Data records:
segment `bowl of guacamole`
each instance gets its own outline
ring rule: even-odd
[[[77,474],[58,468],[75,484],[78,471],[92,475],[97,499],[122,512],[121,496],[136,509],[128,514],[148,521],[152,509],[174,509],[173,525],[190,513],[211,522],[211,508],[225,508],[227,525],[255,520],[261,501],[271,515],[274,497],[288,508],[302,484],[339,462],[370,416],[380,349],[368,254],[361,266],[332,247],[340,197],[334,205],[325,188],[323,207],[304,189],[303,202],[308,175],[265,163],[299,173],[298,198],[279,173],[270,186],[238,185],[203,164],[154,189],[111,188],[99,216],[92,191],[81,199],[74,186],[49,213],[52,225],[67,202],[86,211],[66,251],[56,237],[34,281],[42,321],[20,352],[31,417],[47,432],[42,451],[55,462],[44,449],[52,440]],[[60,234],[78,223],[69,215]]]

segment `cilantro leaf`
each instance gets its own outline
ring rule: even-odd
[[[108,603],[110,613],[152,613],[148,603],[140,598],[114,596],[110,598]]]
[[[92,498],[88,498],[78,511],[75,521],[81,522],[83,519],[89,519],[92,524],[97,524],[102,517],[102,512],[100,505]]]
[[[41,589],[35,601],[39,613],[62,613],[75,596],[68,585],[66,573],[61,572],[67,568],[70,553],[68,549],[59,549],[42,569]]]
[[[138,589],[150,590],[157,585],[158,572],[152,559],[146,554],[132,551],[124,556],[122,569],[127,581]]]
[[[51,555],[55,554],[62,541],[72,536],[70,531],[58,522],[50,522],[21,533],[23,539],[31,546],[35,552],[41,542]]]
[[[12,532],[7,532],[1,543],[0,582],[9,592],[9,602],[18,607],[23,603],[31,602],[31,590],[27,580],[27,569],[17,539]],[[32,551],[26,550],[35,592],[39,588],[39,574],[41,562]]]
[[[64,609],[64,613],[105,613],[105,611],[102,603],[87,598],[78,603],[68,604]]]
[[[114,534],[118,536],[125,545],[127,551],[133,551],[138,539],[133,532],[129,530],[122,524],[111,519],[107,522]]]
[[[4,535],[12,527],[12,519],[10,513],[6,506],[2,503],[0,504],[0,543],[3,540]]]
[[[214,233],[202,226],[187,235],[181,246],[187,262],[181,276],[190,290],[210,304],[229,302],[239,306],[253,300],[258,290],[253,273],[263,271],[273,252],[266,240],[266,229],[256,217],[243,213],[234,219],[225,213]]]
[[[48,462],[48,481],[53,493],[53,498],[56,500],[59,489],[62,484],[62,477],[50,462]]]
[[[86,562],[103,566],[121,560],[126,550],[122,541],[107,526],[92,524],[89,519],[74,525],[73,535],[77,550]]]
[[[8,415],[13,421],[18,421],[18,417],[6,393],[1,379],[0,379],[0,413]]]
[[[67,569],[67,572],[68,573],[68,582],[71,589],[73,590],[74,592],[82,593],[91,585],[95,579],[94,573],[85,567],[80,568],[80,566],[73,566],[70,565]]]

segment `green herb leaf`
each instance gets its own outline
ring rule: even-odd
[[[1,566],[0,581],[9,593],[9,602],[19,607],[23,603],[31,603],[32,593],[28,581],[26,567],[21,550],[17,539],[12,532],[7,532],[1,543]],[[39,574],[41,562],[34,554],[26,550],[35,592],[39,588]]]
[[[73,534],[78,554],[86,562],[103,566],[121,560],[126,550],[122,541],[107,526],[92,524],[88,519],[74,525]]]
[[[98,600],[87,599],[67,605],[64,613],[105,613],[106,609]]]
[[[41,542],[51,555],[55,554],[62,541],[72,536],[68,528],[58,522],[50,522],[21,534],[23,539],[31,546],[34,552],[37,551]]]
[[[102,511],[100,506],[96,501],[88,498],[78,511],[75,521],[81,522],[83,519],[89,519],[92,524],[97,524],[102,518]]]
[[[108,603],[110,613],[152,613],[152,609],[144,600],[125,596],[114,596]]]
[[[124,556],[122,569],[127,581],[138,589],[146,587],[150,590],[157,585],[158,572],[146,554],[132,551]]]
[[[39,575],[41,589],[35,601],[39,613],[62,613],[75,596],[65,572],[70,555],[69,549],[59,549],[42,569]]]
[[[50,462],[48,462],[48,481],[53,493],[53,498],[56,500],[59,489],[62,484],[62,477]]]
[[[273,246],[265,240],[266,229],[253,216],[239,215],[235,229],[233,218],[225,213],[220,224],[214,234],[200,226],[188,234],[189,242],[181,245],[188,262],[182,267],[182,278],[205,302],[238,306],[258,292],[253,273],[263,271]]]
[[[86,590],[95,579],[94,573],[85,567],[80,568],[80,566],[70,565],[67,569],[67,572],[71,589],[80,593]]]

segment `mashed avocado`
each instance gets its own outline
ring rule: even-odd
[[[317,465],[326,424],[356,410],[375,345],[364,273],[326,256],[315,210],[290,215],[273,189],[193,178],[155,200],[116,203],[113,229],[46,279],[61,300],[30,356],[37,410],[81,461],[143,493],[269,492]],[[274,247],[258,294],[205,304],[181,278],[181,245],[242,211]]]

== TASK TO CARRY OUT ==
Please extract every line of the records that contains the word "segment".

== SOLUTION TO THIS EXERCISE ==
segment `bowl of guacamole`
segment `cilantro leaf`
segment `green herb leaf`
segment `mashed avocado`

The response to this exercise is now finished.